▸ **RECORDS PROVIDED**
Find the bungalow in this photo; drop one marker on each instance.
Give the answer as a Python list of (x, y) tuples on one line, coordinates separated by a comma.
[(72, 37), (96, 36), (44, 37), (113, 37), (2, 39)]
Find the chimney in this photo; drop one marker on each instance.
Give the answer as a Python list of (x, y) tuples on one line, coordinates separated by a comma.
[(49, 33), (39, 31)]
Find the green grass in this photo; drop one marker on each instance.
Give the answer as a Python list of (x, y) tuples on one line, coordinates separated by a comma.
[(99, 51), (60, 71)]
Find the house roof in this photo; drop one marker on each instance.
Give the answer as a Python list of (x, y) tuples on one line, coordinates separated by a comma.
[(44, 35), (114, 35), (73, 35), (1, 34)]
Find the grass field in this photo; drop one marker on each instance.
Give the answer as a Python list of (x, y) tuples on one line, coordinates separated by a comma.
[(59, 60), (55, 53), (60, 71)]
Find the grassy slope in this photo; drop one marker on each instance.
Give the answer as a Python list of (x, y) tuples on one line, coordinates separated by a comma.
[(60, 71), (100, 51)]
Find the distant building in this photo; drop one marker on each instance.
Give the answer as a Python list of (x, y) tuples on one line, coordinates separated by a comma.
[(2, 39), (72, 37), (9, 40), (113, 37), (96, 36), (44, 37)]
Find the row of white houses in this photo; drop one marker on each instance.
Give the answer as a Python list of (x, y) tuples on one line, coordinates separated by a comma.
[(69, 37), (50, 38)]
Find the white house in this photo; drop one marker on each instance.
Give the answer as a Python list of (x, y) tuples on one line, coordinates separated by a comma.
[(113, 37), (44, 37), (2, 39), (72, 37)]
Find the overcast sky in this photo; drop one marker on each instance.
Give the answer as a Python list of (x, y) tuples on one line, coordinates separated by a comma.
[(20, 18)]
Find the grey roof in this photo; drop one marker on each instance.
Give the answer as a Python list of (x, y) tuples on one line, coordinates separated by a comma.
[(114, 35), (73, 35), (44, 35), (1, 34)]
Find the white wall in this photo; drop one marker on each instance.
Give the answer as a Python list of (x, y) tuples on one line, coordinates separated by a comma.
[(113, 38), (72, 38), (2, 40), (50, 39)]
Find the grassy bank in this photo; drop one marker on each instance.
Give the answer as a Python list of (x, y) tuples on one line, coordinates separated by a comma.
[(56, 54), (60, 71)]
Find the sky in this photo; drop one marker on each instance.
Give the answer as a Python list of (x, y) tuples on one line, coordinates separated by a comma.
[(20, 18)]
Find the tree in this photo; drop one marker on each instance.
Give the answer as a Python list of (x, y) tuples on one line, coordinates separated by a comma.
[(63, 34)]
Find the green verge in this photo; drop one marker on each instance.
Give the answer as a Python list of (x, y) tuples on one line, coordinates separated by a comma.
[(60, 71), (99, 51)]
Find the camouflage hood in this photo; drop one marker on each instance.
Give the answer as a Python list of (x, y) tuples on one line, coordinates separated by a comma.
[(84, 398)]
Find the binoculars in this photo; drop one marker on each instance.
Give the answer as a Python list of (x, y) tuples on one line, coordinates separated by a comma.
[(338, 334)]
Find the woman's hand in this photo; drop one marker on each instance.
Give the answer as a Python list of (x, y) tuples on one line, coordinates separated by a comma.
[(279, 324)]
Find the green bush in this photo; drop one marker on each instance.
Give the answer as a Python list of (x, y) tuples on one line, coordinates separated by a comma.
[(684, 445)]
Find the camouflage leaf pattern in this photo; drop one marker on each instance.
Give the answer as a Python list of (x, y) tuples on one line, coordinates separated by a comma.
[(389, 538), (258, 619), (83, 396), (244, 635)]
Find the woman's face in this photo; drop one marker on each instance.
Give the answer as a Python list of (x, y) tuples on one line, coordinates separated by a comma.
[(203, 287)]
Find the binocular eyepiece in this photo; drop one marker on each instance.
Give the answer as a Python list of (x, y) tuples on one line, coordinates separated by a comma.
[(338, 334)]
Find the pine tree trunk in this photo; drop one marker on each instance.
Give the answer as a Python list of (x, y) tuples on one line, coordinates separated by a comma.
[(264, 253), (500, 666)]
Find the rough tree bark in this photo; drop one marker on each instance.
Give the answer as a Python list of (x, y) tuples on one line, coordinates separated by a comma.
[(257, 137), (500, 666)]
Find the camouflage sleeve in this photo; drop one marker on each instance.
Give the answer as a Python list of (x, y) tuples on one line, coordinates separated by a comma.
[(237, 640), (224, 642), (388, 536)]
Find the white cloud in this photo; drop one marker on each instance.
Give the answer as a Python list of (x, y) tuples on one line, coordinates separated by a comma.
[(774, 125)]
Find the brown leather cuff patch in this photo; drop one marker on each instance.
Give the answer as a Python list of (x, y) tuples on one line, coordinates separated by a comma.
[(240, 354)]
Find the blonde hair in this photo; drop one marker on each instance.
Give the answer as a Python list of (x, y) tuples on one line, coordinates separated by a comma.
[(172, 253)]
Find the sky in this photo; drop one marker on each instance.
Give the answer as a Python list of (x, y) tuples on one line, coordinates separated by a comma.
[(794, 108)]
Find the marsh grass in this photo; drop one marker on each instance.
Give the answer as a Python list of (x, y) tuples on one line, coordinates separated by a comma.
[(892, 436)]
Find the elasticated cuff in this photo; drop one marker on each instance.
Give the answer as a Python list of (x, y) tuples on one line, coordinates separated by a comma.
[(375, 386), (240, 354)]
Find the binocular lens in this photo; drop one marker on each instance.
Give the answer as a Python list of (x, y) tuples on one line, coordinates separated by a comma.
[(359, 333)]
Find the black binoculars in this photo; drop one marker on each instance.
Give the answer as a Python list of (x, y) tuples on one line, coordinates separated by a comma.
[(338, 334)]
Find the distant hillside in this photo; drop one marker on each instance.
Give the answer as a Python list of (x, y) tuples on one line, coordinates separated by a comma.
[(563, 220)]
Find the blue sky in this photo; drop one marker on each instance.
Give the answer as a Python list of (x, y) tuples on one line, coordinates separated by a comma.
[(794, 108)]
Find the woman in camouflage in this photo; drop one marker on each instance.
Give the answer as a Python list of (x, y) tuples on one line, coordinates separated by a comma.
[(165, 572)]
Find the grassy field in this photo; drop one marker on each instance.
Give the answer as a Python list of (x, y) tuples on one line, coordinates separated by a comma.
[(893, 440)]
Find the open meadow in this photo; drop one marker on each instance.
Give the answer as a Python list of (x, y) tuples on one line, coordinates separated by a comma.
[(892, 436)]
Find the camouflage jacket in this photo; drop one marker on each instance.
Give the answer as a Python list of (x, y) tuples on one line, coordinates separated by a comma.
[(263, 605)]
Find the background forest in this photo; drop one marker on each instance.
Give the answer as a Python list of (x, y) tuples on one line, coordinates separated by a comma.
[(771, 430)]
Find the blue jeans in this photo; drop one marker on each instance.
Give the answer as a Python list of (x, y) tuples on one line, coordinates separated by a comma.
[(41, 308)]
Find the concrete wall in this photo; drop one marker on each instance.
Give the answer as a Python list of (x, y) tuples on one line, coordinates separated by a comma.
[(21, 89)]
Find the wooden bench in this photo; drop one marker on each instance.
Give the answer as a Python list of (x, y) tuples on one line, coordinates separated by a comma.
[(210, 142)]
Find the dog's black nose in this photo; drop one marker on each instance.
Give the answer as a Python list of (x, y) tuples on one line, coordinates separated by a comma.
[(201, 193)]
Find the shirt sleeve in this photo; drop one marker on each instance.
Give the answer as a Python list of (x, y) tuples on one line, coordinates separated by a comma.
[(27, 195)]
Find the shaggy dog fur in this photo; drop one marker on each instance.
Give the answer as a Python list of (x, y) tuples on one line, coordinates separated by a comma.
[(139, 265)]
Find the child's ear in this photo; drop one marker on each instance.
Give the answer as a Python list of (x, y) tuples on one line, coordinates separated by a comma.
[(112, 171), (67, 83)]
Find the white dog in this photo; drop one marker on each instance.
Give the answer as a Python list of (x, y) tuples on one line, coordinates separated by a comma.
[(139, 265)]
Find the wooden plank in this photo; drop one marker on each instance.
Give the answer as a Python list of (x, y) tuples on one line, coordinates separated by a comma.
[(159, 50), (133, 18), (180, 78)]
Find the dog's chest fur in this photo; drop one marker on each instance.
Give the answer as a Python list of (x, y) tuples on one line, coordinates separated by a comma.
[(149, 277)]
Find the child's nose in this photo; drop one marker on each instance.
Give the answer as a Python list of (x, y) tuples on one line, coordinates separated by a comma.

▸ **INSTRUCTIONS FOR THE TASK**
Apply a filter to the listing above so that only lines with "wall" are kept, and copy those lines.

▸ **ANSWER TO THIS TASK**
Find the white wall in this photo; drop one marker on each instance.
Find the concrete wall in this photo; drop one marker on each instance.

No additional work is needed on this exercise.